▸ **Passage provided**:

--- --- ---

Making It Work: Online ordering firm serves up modernised restaurant systems

Unify Ordering has signed up 1,500 hospitality businesses to its wholesale ordering platform, and is ready to scale as soon as the sector reopens

Barry McNerney, chief executive and co-founder of Unify Ordering: ‘The market is open to disruption. We’re ready now to tap into that opportunity.’ Picture: Fergal Phillips

Unify Ordering, the Dublin start-up behind a wholesale ordering system for cafés and restaurants, is planning to ramp up sales in 2021 following its first funding round.

The company has raised €1 million from Elkstone Partners, the Dublin-based wealth manager, and Enterprise Ireland, the state agency.

“Hospitality in general is still very old-school and paper-based. There are a lot of wholesale food suppliers out there who still receive orders by fax, even in this day and age,” Barry McNerney, chief executive and co-founder of Unify Ordering, said.

“That gives you an idea of just how open the market is to disruption. We’re ready now to tap into that opportunity.”

The Unify Ordering platform allows cafés and restaurants to place and track orders with wholesale suppliers. Suppliers can use it to list products and respond to and record orders coming in.

About 1,500 cafés and restaurants are using the system in Ireland. Suppliers signed up to the platform include Italicatessen, KC Norton Foods and La Rousse Foods.

“We’re building a huge amount of functionality so we can be ready to scale when the [hospitality] market reopens,” McNerney, who also co-owns a number of restaurants and delis in Dublin, said.

“In December, we did about 20,000 orders worth about €4 million. Our target is to be handling 100,000 orders per month by the end of the year and to be making inroads into the UK.”

Unify Ordering employs 11 people in sales and development roles in Donnybrook in Dublin and five further software staff in Russia and Ukraine.

McNerney, 39, runs the company with Paul Lawless, a software developer and UX specialist, and Louis Williams, operations director at the Two Fifty Square coffee shop in Rathmines.

“This whole thing came about because of Louis’s experience managing Two Fifty Square,” McNerney said, “and trying to keep track of orders using lists, texts and emails.

--- --- ---

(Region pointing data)
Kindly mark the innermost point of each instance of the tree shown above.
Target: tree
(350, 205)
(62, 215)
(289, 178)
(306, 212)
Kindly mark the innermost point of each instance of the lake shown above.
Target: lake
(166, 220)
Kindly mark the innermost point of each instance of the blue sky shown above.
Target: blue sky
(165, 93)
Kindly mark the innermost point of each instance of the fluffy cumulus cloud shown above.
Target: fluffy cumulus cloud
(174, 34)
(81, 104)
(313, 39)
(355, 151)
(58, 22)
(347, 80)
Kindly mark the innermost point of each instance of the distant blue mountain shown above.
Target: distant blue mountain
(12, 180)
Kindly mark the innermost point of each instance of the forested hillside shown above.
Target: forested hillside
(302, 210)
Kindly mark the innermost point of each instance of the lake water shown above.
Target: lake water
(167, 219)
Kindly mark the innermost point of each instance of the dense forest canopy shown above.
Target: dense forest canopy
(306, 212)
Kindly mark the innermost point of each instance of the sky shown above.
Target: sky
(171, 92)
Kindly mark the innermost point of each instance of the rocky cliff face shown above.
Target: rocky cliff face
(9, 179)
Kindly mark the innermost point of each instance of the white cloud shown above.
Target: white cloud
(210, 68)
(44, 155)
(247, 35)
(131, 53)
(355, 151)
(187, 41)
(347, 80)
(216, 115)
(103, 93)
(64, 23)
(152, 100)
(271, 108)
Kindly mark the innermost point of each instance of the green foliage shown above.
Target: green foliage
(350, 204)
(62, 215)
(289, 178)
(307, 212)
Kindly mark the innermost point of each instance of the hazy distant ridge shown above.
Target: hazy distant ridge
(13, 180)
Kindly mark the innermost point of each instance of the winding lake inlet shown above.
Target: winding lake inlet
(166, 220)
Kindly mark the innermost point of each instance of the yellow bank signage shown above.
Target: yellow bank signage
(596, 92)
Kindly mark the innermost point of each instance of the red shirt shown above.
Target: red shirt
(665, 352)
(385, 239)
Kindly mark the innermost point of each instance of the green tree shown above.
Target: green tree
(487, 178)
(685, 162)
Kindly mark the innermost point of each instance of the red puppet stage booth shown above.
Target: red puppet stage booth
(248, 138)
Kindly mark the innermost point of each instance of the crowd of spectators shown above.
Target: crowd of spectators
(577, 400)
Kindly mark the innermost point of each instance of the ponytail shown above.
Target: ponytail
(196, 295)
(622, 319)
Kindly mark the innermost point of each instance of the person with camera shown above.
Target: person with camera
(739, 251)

--- --- ---

According to the Unify Ordering article, how many people does the company employ in Donnybrook in Dublin? Rely only on the Unify Ordering article for your answers.

Eleven people, in sales and development roles.